**PAGE TEXT:**
======
A Bunk, A Desk, and A Toilet
- koreydhendersonphd
- Mar 8, 2022
- 3 min read
Updated: Mar 26, 2022
Things I learned, contemplated, while in a bunk, desk, and yes the toilet.

Cell Diagram
To say a prison cell is smaller than your bathroom doesn't describe a prison cell adequately. In Texas, there are older prisons called 'red brick' units. They are called 'red brick' because f the color of the bricks. The cells are so small. I can sit on my bunk and put my feet flat on the wall across the cell.
The toilet in the cell is located at the head of the bunkbeds. Let me paint a picture, imagine. You are trying to sleep, and your cellmate is sitting right next to your head, taking care of biological business at 2 AM in the morning. Talk about waking up from dreaming about your favorite lady to a nightmare next to your head. Not just the sight by the smell (whew!).

Prison visitation
We all want to look nice to our visitors. We go through the ritual of washing our clothes by hand in the toilet. Yes, I have to wash my clothes in the toilet. Then while our clothes are still wet, we iron all the wrinkles out. No, they don't sell iron in the commissary. There are several ways to iron our clothes; here are two I have used.
Ironing Method One
You begin by wiping the concrete floor clean, then lay your clothes on the floor. Take a hotpot top, equivalent to a metal coffee pot. The hotpot top is about the size of a jar of peanut butter top. You take the hotpot top, press it flat and hard, and rub all the wrinkles out of the pants and shirt. Then hang them on a make-shift clothesline. Clotheslines are made of shoestrings. Tie each end of the shoestrings from one end of the cell to the other. Then let the clothes dry.
======
(Records from a data collection)
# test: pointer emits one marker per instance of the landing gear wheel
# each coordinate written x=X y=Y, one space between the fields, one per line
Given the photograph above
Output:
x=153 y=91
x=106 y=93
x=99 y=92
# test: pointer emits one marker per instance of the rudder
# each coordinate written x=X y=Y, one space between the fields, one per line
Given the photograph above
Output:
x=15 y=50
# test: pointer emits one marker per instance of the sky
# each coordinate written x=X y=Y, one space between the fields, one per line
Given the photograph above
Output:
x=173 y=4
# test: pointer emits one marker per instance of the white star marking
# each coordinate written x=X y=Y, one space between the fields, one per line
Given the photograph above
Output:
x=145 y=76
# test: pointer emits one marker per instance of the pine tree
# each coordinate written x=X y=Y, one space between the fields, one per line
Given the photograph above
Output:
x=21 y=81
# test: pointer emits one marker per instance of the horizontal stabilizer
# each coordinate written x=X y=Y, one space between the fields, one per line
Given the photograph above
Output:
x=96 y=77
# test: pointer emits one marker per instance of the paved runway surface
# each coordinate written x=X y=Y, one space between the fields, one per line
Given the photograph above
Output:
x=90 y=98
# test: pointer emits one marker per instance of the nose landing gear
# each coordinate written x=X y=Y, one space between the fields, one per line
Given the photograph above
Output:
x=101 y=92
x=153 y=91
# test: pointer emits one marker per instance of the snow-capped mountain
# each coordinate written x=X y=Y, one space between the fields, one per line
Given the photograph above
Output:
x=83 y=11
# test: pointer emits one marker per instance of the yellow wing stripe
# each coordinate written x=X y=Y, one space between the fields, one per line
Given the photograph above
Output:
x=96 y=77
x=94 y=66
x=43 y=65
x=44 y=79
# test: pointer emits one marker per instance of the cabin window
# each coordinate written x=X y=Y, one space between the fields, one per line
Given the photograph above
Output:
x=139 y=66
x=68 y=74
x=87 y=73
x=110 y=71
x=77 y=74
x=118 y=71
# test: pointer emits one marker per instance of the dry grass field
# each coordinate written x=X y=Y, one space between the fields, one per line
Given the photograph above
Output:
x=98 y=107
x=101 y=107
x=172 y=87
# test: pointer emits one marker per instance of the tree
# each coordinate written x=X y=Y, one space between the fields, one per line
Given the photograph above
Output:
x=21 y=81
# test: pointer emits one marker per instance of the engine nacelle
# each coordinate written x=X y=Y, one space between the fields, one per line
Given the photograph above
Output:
======
**ACTIVITY:**
According to the text about prison life, what are the makeshift clotheslines in the cell made of?

**RESULT FOR THIS TASK:**
Shoestrings.